## AIM 1
In the A/C recharge post below, why does the writer say to flush the whole system and replace all the seals when you are topping off with R-12 after losing all your freon? Answer in one to three sentences.

— begin SOURCE PASSAGE —

Quote from: "Quantum TD"
If you're converting to R-134, then you need to flush the whole system, replace all the seals, and replace the receiver dryer.

If you're topping off with R-12 or equivalent and you lost all your freon, then you proably have bad seals (or a leak somewhere anyways). You really should flush the whole system and replace all the seals either way.

Generally speaking, if you're doing a recharge on a system that hasn't had freon in it for a long time, then you should replace the following:

1) seals (coat with dielectric grease)
2) receiver/dryer
3) expansion valve
- test compressor for engagement, and output.

Then, suck vacuum on the system for about an hour and check for leaks.

If you do all that, the parts should cost about $100-150, and you're guaranteed to have freezing AC that will last more than 1 year.

Now, if there was freon in the system, and there are no bubbles visible in the sight glass, then you proably have either a bad compressor, or a bad expansion valve. Either way, it's a good idea to co thru the checklist above.

— end SOURCE PASSAGE —

## AIM 2
Format all the lines of the entries below as a numbered list, skipping any blank lines and leaving out the pictures.

— begin MATERIAL SHOWN —

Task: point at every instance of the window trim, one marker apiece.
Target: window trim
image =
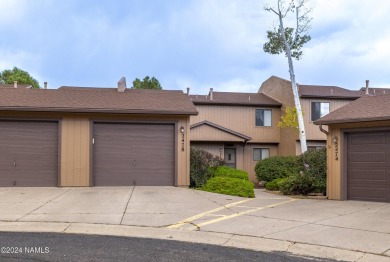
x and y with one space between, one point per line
264 109
311 108
261 153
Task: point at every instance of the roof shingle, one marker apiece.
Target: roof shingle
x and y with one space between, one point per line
315 91
367 108
95 100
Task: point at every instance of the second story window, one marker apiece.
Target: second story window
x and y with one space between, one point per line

— end MATERIAL SHOWN —

## EXERCISE ANSWER 1
Losing all the freon means you probably have bad seals, or at least a leak somewhere. That is why the writer says to flush the whole system and replace all the seals.

## EXERCISE ANSWER 2
1. Task: point at every instance of the window trim, one marker apiece.
2. Target: window trim
3. image =
4. x and y with one space between, one point per line
5. 264 109
6. 311 108
7. 261 153
8. Task: point at every instance of the roof shingle, one marker apiece.
9. Target: roof shingle
10. x and y with one space between, one point per line
11. 315 91
12. 367 108
13. 95 100
14. Task: point at every instance of the second story window, one marker apiece.
15. Target: second story window
16. x and y with one space between, one point per line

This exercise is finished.